Super Slim Me is a TV documentary presented by British writer and television presenter, Dawn O'Porter. It was broadcast in the UK by BBC Three on 25 February 2007. Porter was on a mission to see what it takes to shrink her UK size 12 figure to the much-touted super skinny Hollywood zero.

Surviving on a diet of just 500 calories a day Porter hunted down the stylists, designers and agencies who are responsible for making skinniness not only appear possible, but the ultimate goal for any dedicated follower of fashion.

The title is based on the American film Super Size Me where the author consumes McDonald's daily for a month.

Content

Experiment
Over the course of an eight-week period, O’Porter challenged herself to go on a crash diet in order to drop from the nation’s average, UK Size 12, to the mysterious, yet idolised, US Size 0. This aspired image has been formed by alarmingly skinny celebrities over the past decade, who are influencing the attitudes that predominately teenage girls have about their bodies. The images of skinny celebrities in the media also convey the message that being thin is a form of acceptance. However, it was also through this experimental crash diet that O’Porter showed her audience both the physical and psychological effects of this lifestyle.

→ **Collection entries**
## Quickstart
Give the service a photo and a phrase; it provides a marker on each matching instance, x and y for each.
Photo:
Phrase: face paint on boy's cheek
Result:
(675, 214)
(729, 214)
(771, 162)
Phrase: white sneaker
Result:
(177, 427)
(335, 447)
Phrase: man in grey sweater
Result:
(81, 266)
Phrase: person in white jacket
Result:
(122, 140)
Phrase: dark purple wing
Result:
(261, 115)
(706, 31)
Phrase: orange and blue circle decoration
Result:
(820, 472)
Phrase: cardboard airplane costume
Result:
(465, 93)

→ **ABOUT THIS TASK**
List the kinds of people and organizations that, according to the text about Super Slim Me, Porter hunted down. The listing is not needed for what follows.

→ **RESPONSE AREA**
Stylists, designers, agencies